#### Supplied material

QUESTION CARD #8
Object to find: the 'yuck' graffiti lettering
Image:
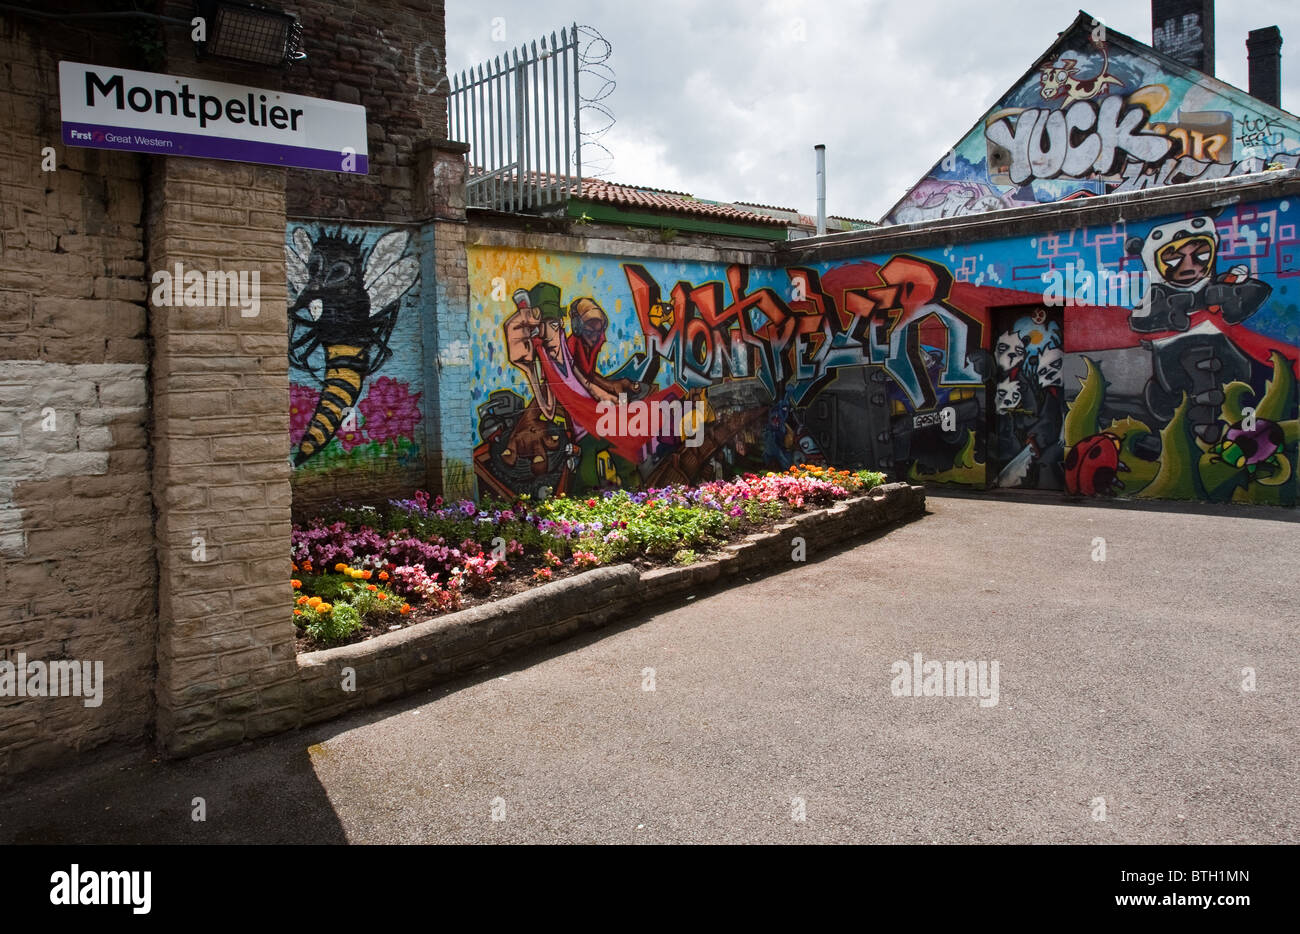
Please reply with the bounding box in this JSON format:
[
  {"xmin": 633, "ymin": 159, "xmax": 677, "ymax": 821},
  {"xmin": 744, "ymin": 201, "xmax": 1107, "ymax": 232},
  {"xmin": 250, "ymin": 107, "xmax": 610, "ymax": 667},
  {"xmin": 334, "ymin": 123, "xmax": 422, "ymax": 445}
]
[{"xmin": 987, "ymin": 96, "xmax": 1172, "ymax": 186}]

########
#### Supplied material

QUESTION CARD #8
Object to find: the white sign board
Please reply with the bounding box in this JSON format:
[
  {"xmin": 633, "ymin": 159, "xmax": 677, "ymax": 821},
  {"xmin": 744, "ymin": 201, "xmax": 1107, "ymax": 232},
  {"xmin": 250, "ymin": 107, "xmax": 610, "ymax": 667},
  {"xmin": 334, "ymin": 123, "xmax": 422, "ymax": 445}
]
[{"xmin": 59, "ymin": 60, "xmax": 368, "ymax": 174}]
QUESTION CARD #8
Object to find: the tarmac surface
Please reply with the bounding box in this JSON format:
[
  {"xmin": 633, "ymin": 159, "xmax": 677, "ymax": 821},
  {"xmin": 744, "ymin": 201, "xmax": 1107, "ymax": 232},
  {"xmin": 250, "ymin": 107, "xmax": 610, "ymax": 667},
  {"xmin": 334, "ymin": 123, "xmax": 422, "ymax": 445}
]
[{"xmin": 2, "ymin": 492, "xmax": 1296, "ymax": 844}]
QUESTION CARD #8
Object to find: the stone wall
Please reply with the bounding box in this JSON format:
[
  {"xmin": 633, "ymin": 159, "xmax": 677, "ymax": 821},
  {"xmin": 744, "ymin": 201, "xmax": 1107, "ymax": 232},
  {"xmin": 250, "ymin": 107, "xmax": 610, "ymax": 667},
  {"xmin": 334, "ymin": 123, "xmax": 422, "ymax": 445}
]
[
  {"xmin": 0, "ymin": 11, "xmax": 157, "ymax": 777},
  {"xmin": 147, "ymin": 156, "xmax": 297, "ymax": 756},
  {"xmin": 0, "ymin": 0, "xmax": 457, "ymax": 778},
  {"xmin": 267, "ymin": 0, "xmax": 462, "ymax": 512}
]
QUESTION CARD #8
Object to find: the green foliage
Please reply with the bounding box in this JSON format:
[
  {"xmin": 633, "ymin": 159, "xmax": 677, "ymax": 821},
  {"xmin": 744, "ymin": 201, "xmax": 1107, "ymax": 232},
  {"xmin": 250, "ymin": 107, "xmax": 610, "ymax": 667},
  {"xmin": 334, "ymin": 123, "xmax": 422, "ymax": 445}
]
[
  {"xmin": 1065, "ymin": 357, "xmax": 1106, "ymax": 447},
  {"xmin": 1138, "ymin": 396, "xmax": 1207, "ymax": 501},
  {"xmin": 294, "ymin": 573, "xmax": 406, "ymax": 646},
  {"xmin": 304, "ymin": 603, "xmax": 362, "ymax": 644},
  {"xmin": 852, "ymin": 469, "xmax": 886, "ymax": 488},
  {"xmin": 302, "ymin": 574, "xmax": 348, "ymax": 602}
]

########
#### Supplied material

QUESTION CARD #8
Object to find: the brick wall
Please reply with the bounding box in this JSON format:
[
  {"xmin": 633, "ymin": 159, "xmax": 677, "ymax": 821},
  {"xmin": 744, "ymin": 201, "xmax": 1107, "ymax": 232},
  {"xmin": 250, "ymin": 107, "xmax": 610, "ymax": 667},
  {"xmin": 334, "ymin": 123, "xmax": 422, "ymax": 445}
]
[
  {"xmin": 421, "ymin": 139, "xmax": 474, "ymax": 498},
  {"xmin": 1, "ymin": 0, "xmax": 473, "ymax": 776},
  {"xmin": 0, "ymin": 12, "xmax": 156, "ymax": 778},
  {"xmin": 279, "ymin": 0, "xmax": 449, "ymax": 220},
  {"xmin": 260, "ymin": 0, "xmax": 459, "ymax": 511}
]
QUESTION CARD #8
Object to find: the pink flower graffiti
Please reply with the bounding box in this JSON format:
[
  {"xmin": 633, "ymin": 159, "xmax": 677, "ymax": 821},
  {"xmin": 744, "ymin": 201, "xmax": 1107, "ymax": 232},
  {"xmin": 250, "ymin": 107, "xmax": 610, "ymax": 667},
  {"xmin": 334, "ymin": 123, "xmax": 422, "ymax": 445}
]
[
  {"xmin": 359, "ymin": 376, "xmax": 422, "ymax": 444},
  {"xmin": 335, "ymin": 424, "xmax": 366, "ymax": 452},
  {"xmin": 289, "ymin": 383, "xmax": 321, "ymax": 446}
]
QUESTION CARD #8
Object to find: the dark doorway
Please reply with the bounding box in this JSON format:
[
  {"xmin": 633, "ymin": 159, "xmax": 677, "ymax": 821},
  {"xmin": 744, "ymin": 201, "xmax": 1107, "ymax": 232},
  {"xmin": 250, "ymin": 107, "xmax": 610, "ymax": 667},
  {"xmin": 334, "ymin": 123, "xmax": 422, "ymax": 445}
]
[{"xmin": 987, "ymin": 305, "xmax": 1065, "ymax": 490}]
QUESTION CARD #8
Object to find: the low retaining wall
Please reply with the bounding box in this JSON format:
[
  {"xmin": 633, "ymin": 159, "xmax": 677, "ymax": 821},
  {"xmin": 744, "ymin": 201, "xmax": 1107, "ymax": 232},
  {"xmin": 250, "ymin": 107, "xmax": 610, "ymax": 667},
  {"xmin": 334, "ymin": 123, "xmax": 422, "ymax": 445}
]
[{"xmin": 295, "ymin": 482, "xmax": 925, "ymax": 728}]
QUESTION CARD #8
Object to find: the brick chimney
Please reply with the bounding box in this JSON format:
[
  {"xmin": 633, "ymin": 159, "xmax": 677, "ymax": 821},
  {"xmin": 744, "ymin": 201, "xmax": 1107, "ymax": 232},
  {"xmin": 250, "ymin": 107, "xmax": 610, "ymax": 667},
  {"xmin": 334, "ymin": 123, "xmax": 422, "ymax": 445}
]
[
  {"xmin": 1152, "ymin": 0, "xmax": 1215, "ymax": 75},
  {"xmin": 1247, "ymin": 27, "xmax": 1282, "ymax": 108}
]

########

= Required work =
Please report the number of lines in the listing that include "Object", and add nothing to it.

= Solution below =
10